## Work to complete
Scan the records for the line containing "of the steering"; extract it and all later lines, verbatim, through the end, and nothing before it.

Point placement records
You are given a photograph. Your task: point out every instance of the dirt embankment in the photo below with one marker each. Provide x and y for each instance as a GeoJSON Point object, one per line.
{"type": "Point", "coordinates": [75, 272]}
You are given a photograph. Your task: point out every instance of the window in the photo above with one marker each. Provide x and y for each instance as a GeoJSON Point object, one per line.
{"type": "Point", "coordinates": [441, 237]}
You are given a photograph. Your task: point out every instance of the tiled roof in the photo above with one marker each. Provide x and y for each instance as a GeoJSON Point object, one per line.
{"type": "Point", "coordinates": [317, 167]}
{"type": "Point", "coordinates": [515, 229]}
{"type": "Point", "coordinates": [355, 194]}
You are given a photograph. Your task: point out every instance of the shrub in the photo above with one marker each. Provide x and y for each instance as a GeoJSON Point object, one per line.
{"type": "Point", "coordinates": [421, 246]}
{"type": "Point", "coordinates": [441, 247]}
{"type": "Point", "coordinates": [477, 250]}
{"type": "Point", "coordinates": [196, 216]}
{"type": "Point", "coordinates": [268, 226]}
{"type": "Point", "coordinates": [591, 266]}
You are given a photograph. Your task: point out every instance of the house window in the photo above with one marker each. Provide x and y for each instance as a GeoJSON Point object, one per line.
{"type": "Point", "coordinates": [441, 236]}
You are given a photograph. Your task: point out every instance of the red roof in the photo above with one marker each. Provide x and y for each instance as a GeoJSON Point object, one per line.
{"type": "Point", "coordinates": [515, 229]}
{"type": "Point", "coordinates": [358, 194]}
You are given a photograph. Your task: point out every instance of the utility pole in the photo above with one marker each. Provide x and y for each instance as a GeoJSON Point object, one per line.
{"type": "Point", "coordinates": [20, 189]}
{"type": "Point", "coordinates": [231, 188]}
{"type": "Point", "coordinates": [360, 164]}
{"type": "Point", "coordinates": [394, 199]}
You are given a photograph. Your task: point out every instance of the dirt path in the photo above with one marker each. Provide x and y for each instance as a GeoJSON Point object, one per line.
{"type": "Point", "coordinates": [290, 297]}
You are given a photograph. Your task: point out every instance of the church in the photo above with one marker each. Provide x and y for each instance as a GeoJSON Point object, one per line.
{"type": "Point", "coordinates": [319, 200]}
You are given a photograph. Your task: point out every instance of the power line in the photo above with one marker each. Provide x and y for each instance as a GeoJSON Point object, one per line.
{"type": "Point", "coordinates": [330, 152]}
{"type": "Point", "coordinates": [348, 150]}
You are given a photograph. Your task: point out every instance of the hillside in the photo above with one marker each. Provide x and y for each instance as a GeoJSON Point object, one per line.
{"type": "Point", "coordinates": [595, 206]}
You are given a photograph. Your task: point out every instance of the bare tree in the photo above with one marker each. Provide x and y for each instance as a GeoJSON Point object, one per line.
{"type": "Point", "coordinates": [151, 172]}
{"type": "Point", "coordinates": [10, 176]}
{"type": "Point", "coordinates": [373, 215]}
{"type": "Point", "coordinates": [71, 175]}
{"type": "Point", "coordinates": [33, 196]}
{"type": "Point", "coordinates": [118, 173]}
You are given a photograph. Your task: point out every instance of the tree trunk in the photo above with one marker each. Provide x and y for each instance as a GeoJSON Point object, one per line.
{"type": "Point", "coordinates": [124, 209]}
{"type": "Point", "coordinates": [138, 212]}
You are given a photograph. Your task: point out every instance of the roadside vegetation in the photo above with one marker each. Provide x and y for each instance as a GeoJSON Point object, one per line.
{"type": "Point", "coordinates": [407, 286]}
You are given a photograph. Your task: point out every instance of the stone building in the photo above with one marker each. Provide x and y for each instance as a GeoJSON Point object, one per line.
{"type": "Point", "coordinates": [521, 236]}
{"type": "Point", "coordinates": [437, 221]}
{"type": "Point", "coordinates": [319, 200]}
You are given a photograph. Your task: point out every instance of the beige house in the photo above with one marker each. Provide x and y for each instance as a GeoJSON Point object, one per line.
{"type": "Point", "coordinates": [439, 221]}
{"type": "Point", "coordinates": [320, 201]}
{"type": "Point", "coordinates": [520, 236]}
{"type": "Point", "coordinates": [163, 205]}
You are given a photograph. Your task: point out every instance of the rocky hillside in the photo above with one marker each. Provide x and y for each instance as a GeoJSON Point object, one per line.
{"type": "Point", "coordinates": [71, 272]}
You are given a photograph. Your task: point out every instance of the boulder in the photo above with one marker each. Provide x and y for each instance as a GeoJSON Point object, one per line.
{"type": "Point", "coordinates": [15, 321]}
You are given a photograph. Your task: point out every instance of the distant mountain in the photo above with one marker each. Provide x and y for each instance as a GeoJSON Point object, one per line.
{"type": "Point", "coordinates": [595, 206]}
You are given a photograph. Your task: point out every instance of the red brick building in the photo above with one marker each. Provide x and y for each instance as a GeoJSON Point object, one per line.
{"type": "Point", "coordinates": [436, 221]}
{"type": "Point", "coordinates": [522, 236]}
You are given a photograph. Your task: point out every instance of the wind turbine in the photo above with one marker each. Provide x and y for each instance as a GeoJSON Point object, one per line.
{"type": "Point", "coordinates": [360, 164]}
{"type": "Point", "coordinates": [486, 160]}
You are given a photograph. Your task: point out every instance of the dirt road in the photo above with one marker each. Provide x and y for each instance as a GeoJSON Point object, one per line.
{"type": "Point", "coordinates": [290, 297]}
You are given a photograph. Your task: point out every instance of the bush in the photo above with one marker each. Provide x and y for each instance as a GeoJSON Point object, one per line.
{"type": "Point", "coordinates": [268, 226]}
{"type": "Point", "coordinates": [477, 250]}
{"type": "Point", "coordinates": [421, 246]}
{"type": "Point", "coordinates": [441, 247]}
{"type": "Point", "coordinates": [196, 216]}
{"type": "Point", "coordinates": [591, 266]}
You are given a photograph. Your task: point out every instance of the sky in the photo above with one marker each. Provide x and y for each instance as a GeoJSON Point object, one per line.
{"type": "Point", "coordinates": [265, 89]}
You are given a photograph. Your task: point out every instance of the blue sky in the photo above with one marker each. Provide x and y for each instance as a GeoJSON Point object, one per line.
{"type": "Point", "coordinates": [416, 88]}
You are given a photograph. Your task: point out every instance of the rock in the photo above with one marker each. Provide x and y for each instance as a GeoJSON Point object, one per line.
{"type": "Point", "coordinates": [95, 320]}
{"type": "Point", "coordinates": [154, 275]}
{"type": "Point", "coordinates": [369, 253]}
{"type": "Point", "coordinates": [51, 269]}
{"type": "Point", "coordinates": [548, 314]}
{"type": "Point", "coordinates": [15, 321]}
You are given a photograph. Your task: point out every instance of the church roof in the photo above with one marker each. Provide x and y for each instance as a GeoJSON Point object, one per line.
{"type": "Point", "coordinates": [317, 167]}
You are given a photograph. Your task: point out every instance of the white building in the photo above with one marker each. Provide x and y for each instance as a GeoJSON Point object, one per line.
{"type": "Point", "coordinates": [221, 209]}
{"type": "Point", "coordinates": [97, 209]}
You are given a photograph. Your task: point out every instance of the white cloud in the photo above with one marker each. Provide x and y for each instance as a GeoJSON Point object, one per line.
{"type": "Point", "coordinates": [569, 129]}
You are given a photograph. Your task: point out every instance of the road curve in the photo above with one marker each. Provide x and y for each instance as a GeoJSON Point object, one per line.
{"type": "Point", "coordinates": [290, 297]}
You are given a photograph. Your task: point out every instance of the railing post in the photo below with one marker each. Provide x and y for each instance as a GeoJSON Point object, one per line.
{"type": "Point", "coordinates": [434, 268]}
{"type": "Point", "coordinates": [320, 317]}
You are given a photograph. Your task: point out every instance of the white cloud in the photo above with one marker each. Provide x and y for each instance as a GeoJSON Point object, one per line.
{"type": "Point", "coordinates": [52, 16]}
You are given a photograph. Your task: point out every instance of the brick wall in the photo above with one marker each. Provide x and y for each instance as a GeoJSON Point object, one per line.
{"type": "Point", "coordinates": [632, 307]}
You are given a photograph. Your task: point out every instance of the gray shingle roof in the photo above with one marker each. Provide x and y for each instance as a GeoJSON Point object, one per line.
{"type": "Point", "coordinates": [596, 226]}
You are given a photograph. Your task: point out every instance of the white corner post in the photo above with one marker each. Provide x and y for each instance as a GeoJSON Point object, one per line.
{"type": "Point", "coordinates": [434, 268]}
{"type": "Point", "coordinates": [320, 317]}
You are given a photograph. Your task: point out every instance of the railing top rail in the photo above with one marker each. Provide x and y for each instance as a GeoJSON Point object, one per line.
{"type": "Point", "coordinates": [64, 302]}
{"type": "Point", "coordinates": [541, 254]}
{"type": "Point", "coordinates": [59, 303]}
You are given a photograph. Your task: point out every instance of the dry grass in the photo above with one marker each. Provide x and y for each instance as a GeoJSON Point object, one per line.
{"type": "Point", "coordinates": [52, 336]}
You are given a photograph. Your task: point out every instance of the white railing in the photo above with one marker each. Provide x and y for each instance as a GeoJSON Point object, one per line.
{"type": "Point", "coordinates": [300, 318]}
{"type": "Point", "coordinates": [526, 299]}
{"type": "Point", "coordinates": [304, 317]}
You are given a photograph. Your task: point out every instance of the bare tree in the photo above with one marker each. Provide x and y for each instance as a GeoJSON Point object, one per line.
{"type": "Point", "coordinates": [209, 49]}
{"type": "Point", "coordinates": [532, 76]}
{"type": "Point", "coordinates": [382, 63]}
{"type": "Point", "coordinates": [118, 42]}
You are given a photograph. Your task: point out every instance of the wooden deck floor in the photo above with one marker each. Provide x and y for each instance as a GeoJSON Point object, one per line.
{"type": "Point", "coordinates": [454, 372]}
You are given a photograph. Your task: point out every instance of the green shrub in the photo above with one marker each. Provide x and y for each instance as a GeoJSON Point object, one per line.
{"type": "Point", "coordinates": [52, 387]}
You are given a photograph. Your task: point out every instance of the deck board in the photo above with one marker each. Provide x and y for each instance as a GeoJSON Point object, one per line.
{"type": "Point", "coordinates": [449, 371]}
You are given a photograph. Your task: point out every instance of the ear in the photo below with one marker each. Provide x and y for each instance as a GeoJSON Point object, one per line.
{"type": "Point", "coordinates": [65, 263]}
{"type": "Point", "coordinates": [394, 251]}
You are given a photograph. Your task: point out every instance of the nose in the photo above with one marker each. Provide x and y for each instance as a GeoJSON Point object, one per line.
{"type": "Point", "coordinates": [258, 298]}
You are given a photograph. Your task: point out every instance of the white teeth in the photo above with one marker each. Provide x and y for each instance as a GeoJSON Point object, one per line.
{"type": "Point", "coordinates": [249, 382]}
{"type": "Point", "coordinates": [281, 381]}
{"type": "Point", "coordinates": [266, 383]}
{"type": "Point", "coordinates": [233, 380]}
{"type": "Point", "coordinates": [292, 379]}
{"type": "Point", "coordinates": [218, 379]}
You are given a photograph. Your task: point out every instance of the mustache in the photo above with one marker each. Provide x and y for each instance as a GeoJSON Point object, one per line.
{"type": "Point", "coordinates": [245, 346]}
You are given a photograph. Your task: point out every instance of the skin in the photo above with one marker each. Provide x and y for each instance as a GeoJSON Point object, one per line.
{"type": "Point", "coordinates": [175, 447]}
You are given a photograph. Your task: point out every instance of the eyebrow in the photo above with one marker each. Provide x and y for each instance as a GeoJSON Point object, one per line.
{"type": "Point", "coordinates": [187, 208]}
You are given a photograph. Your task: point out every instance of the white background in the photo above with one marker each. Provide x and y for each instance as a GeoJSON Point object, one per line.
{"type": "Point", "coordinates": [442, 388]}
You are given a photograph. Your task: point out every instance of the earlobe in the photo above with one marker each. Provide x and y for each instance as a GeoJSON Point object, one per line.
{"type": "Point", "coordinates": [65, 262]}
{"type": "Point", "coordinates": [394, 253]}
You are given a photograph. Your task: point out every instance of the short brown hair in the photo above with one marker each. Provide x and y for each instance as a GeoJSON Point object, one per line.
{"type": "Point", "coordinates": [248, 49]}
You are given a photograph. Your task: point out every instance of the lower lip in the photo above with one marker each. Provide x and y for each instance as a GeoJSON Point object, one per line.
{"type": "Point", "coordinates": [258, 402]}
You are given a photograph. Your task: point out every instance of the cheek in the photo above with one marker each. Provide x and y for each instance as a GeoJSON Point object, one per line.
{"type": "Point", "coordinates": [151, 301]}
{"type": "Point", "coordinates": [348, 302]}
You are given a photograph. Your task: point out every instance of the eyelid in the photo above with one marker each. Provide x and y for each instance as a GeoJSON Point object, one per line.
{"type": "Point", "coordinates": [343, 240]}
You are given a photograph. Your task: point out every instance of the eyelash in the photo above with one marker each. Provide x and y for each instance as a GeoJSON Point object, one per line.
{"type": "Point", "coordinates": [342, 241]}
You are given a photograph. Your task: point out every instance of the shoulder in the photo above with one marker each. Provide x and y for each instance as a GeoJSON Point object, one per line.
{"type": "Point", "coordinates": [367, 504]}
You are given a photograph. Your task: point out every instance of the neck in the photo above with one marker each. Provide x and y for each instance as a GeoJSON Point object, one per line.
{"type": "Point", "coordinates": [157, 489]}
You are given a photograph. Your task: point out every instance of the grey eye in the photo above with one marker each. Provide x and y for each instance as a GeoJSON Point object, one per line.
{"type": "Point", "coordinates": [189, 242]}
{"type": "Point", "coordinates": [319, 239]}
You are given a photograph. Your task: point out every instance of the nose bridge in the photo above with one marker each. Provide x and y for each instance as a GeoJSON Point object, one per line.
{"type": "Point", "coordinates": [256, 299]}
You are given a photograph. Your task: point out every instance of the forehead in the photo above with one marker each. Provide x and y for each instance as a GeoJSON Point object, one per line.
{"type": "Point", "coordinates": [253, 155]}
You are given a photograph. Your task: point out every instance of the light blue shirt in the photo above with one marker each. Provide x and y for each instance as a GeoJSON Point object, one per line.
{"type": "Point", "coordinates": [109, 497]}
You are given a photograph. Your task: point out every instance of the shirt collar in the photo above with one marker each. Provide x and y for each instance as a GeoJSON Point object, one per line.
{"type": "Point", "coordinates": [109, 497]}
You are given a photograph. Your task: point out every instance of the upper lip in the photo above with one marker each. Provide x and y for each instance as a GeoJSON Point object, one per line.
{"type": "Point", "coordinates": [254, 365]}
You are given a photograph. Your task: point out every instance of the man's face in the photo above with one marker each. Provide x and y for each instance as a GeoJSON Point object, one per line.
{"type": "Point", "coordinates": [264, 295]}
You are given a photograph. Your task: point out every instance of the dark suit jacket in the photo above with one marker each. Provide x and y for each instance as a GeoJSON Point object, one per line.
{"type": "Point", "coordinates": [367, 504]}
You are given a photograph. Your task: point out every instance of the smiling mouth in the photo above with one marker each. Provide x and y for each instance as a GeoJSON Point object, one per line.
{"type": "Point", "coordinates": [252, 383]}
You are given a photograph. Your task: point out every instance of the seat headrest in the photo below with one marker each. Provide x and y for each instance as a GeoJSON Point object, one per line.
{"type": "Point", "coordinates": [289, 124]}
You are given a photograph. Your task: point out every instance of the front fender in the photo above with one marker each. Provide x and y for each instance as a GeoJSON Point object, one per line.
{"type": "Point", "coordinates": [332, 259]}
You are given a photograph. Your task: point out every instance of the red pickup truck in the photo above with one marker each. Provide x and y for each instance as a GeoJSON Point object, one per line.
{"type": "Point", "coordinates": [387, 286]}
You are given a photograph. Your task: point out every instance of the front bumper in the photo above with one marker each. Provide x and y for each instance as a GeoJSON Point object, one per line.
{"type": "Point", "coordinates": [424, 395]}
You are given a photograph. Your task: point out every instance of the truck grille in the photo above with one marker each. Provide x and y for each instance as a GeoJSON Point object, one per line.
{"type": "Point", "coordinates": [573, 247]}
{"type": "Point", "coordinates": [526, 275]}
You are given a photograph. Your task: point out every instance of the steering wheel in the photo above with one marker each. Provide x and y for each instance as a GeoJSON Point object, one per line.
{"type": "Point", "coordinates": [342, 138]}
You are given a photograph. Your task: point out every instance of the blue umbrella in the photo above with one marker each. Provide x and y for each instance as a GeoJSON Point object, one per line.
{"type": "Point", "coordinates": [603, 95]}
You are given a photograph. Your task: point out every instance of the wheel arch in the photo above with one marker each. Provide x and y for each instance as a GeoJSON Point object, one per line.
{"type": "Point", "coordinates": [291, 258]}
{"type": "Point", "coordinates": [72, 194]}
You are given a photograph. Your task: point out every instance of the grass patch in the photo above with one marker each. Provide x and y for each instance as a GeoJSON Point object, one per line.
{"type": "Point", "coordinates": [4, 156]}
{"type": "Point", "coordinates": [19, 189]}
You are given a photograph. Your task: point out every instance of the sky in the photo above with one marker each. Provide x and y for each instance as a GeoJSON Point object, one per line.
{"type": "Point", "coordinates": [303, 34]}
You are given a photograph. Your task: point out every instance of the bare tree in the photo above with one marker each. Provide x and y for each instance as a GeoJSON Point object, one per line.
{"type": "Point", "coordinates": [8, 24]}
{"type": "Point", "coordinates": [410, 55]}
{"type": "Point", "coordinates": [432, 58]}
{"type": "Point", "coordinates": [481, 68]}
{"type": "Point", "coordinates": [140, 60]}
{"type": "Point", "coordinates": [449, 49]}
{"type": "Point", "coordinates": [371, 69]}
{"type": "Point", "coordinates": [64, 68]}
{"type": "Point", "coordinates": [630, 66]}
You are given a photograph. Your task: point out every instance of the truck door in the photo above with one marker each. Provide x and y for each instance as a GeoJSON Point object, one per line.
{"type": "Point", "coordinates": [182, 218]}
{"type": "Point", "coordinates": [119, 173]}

## Full solution
You are given a photograph. Your task: point out every instance of the steering wheel in the photo above with one marker each. Provide x and y for each instance as a GeoJSON Point object, one per line.
{"type": "Point", "coordinates": [342, 138]}
You are given a photograph. Your task: point out every instance of the blue umbrella in the photo above with one marker each. Provide x and y for each instance as a GeoJSON Point object, one per line.
{"type": "Point", "coordinates": [603, 95]}
You are given a photograph. Your task: point out every instance of the wheel arch in the photo above with one marker each. Provide x and y for each instance as a GeoJSON Point object, one per line.
{"type": "Point", "coordinates": [291, 258]}
{"type": "Point", "coordinates": [72, 194]}
You are given a photograph. Your task: point out every instance of the grass patch in the photo above with one marker each. Provide x and y for each instance as a GeoJSON Point object, one per line.
{"type": "Point", "coordinates": [4, 156]}
{"type": "Point", "coordinates": [19, 189]}
You are given a photograph. Your task: point out every instance of the sky in the photo above with one marker each. Provide x and y for each instance as a GeoJSON Point object, one per line.
{"type": "Point", "coordinates": [303, 34]}
You are given a photograph. Your task: point out every instance of the bare tree in the photo above with one marker each. Provide x and y for each instance as a GeoJSON Point object, one per line.
{"type": "Point", "coordinates": [8, 24]}
{"type": "Point", "coordinates": [410, 55]}
{"type": "Point", "coordinates": [432, 58]}
{"type": "Point", "coordinates": [481, 68]}
{"type": "Point", "coordinates": [140, 60]}
{"type": "Point", "coordinates": [449, 49]}
{"type": "Point", "coordinates": [371, 69]}
{"type": "Point", "coordinates": [64, 68]}
{"type": "Point", "coordinates": [630, 66]}
You are given a photograph. Your task: point out every instance of the truck door in the photo above with one marker each. Provide x and y for each instance as a GeoJSON Point object, one per line.
{"type": "Point", "coordinates": [182, 218]}
{"type": "Point", "coordinates": [119, 173]}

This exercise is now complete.